─── Extrait ───
L’homme au masque de plâtre
Les lendemains douloureux de la guerre vus par Albert Dupontel
AU REVOIR LÀ-HAUT
Comédie dramatique d’Albert Dupontel. Avec Albert Dupontel, Nahuel Pérez Biscayart, Émilie Dequenne, Laurent Lafitte. France, 2017, 120 minutes
Son parcours d’acteur (La maladie de Sachs, Irréversible) et de cinéaste (Bernie, 9 mois ferme) souligne son côté délinquant, et exigeant, mais Albert Dupontel sait aussi se faire consensuel et rassembleur. À la barre de son film le plus ambitieux, qui plus est inspiré du prix Goncourt 2013, Au revoir là-haut, de Pierre Lemaître, le voilà dans les tranchées du drame historique et de guerre ainsi que dans celles d’une certaine démesure esthétique à la Jean-Pierre Jeunet.
On songe d’ailleurs parfois à son Long dimanche de fiançailles et à ses reconstitutions somptueuses (et numérisées) du Paris des années folles, juxtaposées à celles de batailles impitoyables (Dupontel se contente d’une seule, impressionnante, qui suffit à saisir l’ampleur des atrocités). L’acteur se place au centre de ce chaos, dans la peau d’un poilu, Albert Maillard, qui a vu l’horreur de près, tout comme son compagnon d’armes, Édouard Péricourt (Nahuel Pérez Biscayart, aussi puissant que dans 120 battements par minute), qui le sauvera d’une mort certaine, mais au prix d’une gueule cassée — ils ont été nombreux à revenir ainsi, broyés pour la vie.
Tout cela aurait pu être évité, mais c’était sans compter la tyrannie du lieutenant Pradelle (Laurent Lafitte, plus poseur que perfide), esprit belliqueux et opportuniste qui poursuivra ses magouilles bien après l’armistice. Les deux soldats demeureront des témoins gênants de ses errances, et malgré leurs misères, ils sauront tirer leur épingle du jeu, tout particulièrement Édouard. Car derrière ses masques magnifiques et extravagants fabriqués avec soin, ce virtuose du dessin a réussi à faire croire à sa mort pour s’inventer une autre vie, au grand désespoir de sa soeur aimante (Émilie Dequenne) et d’un père aussi riche qu’arrogant (Niels Arestrup).
───
*Consigne*: Recopiez le passage de la critique qui va de « L’homme au masque » jusqu'à « la Jean-Pierre Jeunet. ». Les lignes présentées ensuite n'ont aucun rapport avec la critique.
─── Extrait des données ───
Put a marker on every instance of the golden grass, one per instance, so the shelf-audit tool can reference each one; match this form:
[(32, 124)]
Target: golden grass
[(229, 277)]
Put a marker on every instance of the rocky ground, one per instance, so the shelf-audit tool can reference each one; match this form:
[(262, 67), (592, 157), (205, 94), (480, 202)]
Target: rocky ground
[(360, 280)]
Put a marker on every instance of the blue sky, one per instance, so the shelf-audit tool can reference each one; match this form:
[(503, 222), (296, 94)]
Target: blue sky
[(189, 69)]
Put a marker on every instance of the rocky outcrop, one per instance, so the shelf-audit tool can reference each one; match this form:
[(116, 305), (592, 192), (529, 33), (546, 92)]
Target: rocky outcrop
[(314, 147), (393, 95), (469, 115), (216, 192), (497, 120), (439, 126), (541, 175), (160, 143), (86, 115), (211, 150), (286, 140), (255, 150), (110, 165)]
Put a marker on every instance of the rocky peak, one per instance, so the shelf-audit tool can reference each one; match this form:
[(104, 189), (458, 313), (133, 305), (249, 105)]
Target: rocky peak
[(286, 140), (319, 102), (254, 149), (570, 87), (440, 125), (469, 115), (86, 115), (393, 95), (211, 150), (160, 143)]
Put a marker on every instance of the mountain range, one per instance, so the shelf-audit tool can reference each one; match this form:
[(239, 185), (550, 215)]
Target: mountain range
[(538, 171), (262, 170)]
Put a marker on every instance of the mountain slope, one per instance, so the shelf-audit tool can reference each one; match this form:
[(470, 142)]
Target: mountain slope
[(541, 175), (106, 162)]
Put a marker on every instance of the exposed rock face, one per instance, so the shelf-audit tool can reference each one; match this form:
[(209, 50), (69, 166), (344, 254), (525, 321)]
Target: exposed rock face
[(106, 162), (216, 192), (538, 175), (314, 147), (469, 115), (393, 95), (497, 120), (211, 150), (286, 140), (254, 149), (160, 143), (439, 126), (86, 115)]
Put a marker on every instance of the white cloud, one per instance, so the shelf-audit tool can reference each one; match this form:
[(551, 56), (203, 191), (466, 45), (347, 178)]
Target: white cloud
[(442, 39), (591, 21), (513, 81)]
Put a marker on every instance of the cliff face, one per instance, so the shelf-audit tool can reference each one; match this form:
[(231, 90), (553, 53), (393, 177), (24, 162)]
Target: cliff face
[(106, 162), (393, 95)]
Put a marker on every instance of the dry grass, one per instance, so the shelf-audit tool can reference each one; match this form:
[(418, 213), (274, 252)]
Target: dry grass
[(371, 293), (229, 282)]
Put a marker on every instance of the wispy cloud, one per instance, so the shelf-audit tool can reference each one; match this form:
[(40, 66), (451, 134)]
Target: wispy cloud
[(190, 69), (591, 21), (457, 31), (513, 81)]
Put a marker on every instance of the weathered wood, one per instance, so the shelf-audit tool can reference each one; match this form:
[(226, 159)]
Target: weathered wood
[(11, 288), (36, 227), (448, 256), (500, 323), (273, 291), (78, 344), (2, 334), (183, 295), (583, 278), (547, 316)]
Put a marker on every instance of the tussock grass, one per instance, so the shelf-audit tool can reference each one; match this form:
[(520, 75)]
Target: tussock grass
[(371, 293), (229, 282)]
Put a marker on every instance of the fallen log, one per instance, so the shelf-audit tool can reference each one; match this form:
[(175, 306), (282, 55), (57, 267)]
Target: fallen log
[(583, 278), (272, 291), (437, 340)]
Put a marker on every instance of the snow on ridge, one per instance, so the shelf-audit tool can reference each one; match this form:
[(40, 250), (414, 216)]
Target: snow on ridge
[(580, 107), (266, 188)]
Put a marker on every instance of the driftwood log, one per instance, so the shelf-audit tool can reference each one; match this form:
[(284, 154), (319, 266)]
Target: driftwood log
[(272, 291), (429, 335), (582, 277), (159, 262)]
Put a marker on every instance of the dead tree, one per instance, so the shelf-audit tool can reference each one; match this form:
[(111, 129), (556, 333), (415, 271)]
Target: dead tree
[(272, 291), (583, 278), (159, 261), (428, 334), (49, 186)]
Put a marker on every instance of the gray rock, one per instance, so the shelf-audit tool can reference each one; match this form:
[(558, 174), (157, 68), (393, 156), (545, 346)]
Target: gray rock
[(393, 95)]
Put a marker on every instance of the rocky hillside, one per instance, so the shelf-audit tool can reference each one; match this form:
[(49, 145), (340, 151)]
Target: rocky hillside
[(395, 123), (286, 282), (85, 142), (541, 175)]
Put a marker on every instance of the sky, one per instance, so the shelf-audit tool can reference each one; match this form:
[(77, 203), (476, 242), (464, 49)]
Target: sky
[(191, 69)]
───
*Réponse*:
L’homme au masque de plâtre
Les lendemains douloureux de la guerre vus par Albert Dupontel
AU REVOIR LÀ-HAUT
Comédie dramatique d’Albert Dupontel. Avec Albert Dupontel, Nahuel Pérez Biscayart, Émilie Dequenne, Laurent Lafitte. France, 2017, 120 minutes
Son parcours d’acteur (La maladie de Sachs, Irréversible) et de cinéaste (Bernie, 9 mois ferme) souligne son côté délinquant, et exigeant, mais Albert Dupontel sait aussi se faire consensuel et rassembleur. À la barre de son film le plus ambitieux, qui plus est inspiré du prix Goncourt 2013, Au revoir là-haut, de Pierre Lemaître, le voilà dans les tranchées du drame historique et de guerre ainsi que dans celles d’une certaine démesure esthétique à la Jean-Pierre Jeunet.